# Goal:
Rewrite the rows from the line with "Target: orange canopy tent" to the line with "(1093, 541)", swapping "place a point" for "put a dot" and leaving everything else unchanged.

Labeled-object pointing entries
:::

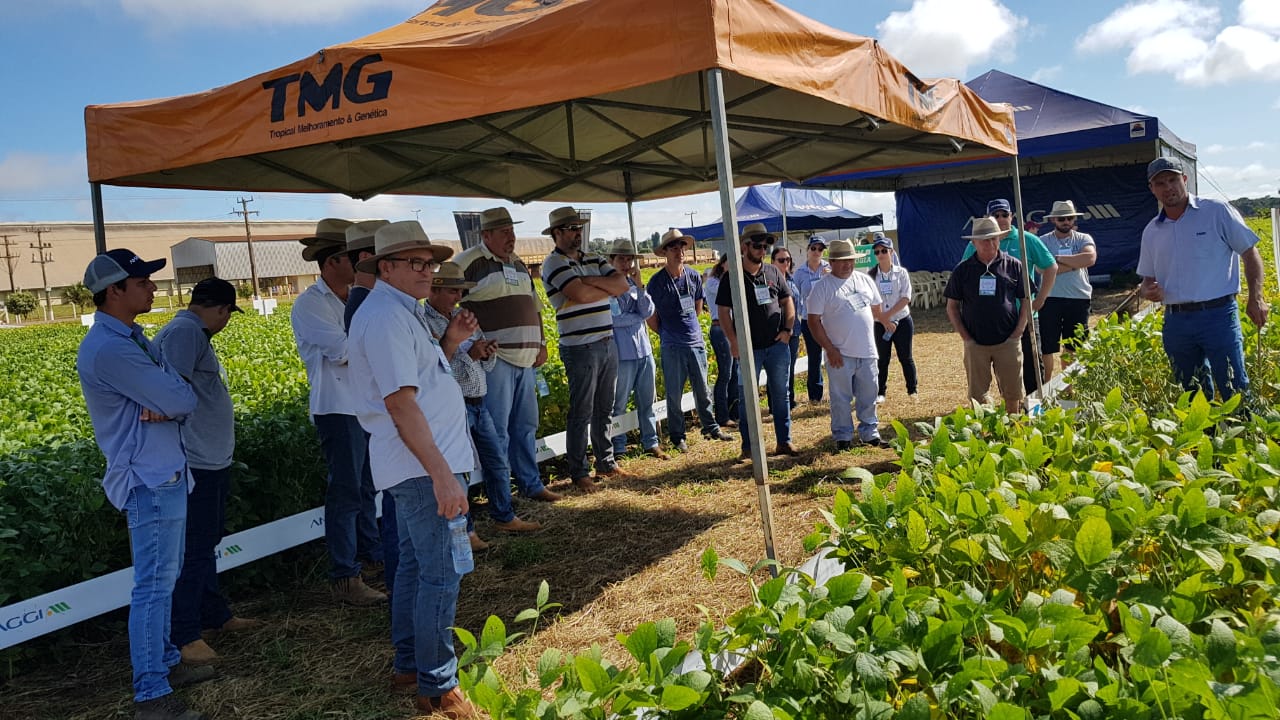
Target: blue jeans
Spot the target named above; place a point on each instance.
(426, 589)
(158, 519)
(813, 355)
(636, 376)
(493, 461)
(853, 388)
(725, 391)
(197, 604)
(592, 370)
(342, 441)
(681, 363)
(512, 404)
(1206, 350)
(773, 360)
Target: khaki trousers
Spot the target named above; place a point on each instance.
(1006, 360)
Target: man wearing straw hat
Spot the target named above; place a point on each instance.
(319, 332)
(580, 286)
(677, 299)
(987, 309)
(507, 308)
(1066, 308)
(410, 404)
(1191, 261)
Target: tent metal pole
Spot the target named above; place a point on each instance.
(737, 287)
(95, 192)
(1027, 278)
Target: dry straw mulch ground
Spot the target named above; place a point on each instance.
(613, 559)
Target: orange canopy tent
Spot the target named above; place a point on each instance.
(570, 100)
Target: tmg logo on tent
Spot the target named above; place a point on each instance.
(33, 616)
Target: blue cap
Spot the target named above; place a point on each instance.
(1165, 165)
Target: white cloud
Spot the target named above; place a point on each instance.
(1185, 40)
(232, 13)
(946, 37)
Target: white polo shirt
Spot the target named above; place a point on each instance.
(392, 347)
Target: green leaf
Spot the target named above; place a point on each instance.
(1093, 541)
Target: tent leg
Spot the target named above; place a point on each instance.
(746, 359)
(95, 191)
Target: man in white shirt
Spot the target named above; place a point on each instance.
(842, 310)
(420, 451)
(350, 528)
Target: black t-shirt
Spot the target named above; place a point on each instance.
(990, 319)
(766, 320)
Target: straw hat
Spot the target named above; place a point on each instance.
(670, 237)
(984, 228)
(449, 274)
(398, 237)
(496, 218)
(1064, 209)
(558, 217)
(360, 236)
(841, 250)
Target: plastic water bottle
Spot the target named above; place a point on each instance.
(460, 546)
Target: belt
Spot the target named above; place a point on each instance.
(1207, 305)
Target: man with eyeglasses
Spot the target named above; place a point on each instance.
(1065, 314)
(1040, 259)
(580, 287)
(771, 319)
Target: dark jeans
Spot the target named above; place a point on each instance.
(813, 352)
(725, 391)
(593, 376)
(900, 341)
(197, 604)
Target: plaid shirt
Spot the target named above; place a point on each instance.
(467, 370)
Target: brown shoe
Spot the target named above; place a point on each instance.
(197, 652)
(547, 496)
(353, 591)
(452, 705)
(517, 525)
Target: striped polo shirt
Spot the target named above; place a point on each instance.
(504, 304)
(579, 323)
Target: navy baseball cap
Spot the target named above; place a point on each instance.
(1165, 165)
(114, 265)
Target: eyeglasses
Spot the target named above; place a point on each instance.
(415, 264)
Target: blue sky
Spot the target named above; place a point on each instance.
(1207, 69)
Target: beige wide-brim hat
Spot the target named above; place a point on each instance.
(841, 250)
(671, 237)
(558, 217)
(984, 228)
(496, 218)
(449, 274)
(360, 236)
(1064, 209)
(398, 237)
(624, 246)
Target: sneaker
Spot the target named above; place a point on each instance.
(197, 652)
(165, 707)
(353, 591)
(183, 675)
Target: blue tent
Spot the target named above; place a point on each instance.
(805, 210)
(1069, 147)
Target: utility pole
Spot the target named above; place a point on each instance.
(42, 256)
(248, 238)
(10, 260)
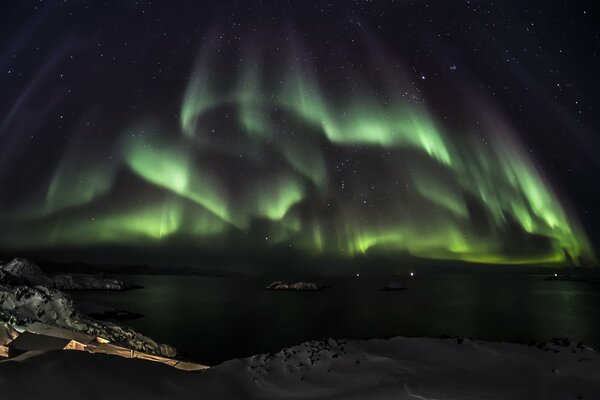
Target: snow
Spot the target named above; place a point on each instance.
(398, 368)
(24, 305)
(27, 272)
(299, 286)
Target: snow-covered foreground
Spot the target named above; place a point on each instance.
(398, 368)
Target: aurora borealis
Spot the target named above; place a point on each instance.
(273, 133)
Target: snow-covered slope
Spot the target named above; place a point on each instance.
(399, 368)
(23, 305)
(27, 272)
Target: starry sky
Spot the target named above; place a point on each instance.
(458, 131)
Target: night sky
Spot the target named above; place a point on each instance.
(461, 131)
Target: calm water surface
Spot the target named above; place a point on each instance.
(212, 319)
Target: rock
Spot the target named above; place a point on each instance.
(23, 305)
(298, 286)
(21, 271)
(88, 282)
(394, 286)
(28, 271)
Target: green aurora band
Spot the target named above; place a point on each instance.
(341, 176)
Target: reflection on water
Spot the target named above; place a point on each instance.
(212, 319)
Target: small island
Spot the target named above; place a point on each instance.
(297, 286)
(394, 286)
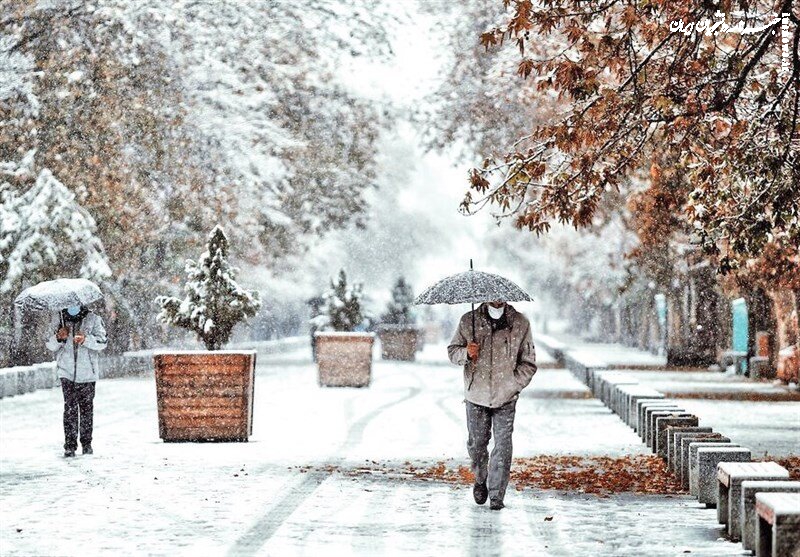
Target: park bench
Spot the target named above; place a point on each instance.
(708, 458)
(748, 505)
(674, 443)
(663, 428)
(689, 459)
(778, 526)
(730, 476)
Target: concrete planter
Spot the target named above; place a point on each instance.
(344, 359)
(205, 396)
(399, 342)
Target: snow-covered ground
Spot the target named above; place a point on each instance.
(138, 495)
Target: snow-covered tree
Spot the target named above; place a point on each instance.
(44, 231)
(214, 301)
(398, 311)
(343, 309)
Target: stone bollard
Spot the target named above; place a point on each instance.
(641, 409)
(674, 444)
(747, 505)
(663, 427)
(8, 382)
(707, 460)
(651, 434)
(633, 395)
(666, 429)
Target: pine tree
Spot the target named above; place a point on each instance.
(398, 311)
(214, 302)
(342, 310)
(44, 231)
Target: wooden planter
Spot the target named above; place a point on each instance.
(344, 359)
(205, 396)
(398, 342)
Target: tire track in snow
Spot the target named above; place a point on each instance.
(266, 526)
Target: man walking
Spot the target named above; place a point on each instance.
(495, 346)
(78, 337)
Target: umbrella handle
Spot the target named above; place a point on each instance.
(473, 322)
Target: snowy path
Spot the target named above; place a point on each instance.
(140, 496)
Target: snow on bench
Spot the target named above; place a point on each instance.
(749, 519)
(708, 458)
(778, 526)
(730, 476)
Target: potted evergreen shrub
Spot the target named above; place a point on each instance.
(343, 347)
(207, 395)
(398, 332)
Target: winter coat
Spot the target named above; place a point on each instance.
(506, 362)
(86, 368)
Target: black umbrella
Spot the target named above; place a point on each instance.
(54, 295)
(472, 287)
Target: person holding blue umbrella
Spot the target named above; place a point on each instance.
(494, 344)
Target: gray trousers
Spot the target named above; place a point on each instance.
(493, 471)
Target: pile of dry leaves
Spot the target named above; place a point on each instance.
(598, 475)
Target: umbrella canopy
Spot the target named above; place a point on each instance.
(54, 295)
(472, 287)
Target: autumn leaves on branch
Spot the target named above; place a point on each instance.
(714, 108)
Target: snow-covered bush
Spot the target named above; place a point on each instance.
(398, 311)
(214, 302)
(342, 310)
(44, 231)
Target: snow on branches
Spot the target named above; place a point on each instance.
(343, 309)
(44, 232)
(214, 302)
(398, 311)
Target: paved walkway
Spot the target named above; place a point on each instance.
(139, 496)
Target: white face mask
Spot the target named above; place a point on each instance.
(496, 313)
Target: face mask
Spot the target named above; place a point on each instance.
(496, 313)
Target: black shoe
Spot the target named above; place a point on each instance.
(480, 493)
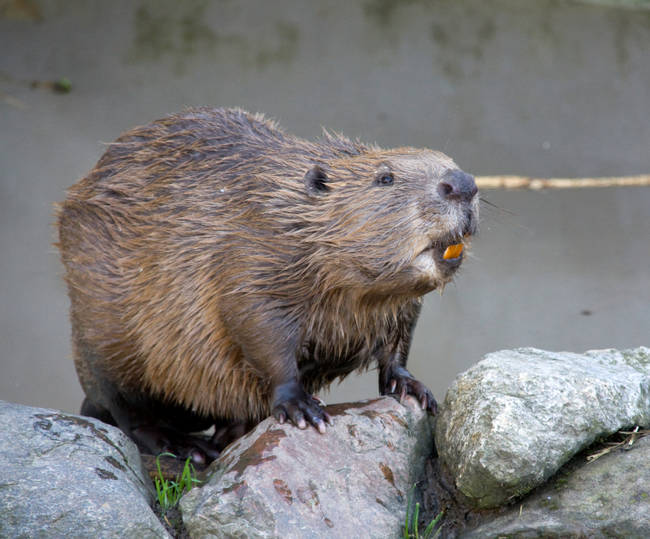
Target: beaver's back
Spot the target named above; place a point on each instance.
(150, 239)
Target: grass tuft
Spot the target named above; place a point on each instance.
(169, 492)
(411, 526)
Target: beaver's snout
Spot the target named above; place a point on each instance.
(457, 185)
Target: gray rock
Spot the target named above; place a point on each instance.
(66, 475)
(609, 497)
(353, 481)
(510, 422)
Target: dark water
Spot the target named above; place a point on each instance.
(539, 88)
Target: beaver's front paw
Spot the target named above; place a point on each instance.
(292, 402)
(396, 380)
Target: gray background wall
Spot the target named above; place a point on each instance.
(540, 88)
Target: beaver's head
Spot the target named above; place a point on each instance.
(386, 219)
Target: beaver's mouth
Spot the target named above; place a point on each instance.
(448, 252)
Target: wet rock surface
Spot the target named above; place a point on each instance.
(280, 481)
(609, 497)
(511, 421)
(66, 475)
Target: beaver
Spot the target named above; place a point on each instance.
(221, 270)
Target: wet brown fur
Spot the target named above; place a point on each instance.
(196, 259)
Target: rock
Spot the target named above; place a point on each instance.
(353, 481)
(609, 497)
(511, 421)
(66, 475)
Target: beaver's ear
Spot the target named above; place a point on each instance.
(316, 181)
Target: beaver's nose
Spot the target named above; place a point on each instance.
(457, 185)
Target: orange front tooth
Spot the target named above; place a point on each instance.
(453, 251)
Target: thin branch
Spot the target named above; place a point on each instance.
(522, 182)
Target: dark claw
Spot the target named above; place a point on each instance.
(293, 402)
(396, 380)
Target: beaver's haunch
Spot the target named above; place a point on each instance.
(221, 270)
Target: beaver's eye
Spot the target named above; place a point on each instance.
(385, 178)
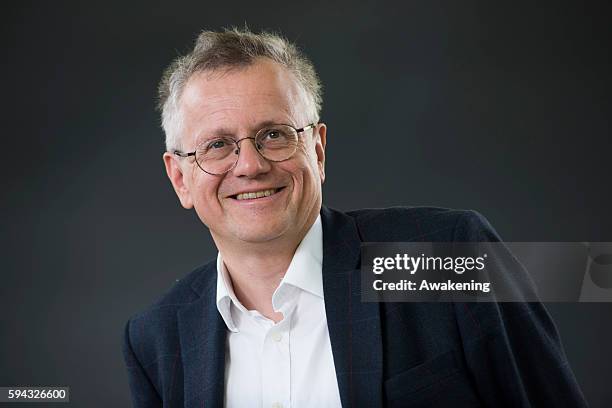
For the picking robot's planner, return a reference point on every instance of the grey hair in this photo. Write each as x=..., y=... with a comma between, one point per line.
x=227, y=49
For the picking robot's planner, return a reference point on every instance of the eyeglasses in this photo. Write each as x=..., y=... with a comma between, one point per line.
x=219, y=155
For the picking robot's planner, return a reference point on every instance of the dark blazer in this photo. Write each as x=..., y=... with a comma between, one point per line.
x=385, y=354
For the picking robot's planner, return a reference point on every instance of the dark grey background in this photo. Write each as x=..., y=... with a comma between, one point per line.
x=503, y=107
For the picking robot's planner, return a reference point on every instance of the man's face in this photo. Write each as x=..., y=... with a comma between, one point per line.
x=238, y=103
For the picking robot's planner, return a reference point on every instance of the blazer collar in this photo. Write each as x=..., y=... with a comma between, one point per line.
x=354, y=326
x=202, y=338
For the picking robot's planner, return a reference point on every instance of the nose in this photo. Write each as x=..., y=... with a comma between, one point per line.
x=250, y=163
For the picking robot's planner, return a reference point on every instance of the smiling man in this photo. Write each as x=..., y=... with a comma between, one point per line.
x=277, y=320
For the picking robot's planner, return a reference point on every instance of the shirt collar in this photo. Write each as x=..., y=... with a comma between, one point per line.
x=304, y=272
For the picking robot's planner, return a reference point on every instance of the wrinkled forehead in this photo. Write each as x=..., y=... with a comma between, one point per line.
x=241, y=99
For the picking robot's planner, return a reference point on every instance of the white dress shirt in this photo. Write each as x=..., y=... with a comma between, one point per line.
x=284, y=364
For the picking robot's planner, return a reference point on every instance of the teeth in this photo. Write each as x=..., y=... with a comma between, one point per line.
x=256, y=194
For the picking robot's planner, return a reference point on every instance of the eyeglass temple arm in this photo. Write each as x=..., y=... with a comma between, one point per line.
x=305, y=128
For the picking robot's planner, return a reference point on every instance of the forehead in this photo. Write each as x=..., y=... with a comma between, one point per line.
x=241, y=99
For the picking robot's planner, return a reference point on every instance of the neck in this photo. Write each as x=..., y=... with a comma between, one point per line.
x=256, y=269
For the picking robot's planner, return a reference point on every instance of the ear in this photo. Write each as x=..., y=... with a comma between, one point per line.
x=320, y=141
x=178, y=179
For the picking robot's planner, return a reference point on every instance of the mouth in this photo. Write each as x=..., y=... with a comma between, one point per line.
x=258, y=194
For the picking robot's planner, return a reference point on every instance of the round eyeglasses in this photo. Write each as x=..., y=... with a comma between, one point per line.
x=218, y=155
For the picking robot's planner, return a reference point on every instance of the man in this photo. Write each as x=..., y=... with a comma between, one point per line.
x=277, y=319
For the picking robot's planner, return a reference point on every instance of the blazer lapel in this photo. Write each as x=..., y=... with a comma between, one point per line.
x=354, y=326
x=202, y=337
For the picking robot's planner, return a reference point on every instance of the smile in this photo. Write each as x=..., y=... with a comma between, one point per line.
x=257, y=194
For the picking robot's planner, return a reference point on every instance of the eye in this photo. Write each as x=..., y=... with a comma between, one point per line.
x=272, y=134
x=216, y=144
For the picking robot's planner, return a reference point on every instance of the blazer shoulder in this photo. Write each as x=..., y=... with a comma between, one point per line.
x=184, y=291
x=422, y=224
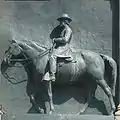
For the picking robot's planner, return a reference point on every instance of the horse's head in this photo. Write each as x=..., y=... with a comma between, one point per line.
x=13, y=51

:::

# Worked solution:
Target: orange canopy tent
Spot the target named above; put a dot on each instance.
(570, 100)
Target: tmg logo on tent
Spot the target named above; put a dot on each instance.
(33, 616)
Target: blue cap
Spot the target named above; put a dot on each instance.
(1165, 165)
Target: white cloud
Spot the target named above; put a dot on each instance.
(1185, 40)
(232, 13)
(946, 37)
Target: white polo shirt
Spot the target named above; put a dot on each instance.
(392, 347)
Target: green leaf
Spot the target named above; put a dot on each instance.
(1093, 541)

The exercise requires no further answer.